* WHAT THE TASK REQUIRES *
Return the records that follow, matching each one exactly.
--- RECORDS FOR THIS TASK Enclosed Below ---
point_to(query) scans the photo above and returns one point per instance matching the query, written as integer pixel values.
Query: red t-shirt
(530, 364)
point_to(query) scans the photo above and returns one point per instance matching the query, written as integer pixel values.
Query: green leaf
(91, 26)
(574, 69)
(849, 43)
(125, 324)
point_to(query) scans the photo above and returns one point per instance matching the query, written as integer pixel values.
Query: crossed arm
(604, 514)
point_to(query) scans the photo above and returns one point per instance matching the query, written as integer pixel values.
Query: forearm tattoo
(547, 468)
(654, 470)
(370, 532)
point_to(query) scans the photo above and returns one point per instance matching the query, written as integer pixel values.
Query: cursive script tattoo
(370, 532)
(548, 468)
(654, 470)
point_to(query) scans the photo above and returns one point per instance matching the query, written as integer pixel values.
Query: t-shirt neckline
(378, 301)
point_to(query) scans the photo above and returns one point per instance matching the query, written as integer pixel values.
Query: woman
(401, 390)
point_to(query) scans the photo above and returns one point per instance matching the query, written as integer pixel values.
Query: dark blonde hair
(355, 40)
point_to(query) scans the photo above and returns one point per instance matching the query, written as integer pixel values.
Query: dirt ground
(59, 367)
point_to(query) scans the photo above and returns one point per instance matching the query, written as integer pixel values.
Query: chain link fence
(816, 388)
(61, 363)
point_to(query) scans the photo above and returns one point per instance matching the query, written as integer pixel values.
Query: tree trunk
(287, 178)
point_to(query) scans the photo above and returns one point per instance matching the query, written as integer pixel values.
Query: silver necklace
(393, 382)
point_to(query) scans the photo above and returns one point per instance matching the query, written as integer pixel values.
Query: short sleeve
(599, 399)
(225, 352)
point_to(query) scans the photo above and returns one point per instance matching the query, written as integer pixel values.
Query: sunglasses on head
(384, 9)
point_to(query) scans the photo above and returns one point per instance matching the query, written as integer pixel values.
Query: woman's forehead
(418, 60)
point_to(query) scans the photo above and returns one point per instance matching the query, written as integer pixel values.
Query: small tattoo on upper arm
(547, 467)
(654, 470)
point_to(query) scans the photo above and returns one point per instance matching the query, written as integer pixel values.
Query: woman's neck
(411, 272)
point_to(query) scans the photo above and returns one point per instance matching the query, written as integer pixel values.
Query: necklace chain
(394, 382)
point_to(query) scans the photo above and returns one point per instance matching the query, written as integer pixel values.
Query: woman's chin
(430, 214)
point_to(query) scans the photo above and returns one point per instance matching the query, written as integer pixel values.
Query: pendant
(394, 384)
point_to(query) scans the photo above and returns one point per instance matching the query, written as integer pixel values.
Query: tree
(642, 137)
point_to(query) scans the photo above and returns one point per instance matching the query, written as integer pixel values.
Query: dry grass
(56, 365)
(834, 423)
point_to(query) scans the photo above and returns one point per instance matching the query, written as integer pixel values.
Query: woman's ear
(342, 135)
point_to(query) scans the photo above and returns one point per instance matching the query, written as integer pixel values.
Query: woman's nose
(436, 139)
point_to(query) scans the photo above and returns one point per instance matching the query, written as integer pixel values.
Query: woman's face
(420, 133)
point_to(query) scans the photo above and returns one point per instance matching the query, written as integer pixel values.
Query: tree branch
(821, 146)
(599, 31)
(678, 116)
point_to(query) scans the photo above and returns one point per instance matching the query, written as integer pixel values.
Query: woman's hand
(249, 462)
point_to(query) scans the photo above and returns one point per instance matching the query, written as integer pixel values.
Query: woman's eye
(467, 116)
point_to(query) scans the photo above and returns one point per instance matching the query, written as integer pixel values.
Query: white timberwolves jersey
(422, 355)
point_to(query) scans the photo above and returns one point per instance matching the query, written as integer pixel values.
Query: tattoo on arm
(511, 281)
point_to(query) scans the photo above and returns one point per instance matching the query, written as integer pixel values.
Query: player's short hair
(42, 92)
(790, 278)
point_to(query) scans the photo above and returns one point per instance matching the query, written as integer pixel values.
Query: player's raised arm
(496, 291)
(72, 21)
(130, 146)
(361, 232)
--- End of Enclosed RECORDS FOR THIS TASK ---
* SOLUTION *
point_to(query) scans the photo above and returns one point per instance matching the query, written as integer pixel values.
Query: red t-shirt
(530, 364)
point_to(query) scans the photo above and returns one point per instance matching the query, written as integer pixel values.
Query: green leaf
(91, 26)
(574, 69)
(849, 43)
(125, 324)
point_to(query) scans the photo above and returns one point per instance matching the query, written as integer pixel values.
Query: crossed arm
(604, 514)
point_to(query) scans the photo above and returns one point per instance matching the query, written as integer pixel values.
Query: forearm tattoo
(547, 468)
(654, 470)
(370, 532)
point_to(query) scans the photo above and returns one point per instance matching the query, written as integer pixel values.
Query: cursive script tattoo
(370, 532)
(548, 468)
(654, 470)
point_to(query) scans the photo above and returns one point per instance matching the query, written as integer pixel values.
Query: t-shirt neckline
(378, 301)
point_to(query) scans the photo above and returns one point per instance matching the query, written as integer pixel values.
Query: woman
(401, 390)
point_to(query) scans the photo above and returns one point per instance matching the query, written as integer pixel values.
Query: dark blonde hair
(355, 40)
point_to(query) scans the photo above and returns one point per instance matching the query, written as integer pixel values.
Query: dirt ground
(59, 367)
point_to(query) scans the photo above and returns one point per instance matching the query, written as integer pixel values.
Query: chain link fence
(816, 388)
(61, 363)
point_to(query) scans the photo above and returns one point per instance matching the query, written as integer pixel values.
Query: tree trunk
(287, 178)
point_to(query) scans the photo above and returns one point per instance matching the query, written as integer pixel values.
Query: silver necklace
(393, 382)
point_to(query) scans the photo above and returns one point per instance matching the query, written as integer pixel values.
Query: short sleeve
(599, 399)
(225, 352)
point_to(query) scans the photo above and returns one point per instance matching the query, written as integer pixel values.
Query: sunglasses on head
(384, 9)
point_to(query) scans the photo above and returns one point per instance matching the query, written as integer pixel values.
Query: woman's forehead
(418, 60)
point_to(query) scans the photo above and returns one point per instance matching the query, written as integer pixel values.
Query: small tattoo on upper arm
(547, 467)
(654, 470)
point_to(query) scans the photo above and returns one point per instance matching the query, written as integer pixel values.
Query: woman's neck
(411, 272)
point_to(query) scans the photo above and returns one point per instance matching the query, written as integer pixel values.
Query: necklace chain
(394, 382)
point_to(query) scans the photo above and returns one point per instance matching the query, written as integer pixel values.
Query: woman's chin
(430, 214)
point_to(query) scans the photo above and returns one point per instance matching the query, written as integer pixel values.
Query: pendant
(394, 384)
point_to(query) scans the photo above and returns one point per instance matching the query, written as integer pixel values.
Query: tree
(642, 137)
point_to(query) scans the photo above and returns one point per instance matching the query, written as integer pixel values.
Query: dry grass
(56, 365)
(834, 423)
point_to(query) scans the photo above and returns one point per instance matching the query, written as integer pixel values.
Query: woman's ear
(342, 135)
point_to(query) scans the photo above and returns one point per instance matching the query, written as integer pixel values.
Query: woman's nose
(436, 139)
point_to(query) scans the photo above and returns one point per instance matching the query, written as integer pixel values.
Query: woman's face
(420, 133)
point_to(query) scans the photo above and returns one point per instance matching the query, written as integer pixel values.
Query: tree branch
(821, 146)
(599, 31)
(678, 116)
point_to(query) scans the photo above and returns one point per instance matching the query, written as integer pixel values.
Query: woman's hand
(249, 462)
point_to(query) scans the photo above and returns one point per instance matching the query, written as integer pixel values.
Query: woman's eye
(467, 116)
point_to(query) scans the photo above and returns one point per instance matching the query, written as integer pixel values.
Query: white timberwolves jersey
(422, 355)
point_to(query) scans the photo above and returns one point per instance matching the query, written as integer pixel values.
Query: tattoo on arm
(511, 281)
point_to(query) scans the photo above and returns one point per instance matching the query, written as integer pixel values.
Query: player's short hair
(42, 92)
(790, 278)
point_to(query) scans the photo above and returns one point per instance matching the query, written as integer pixel values.
Query: player's raised arm
(496, 291)
(72, 21)
(130, 146)
(361, 232)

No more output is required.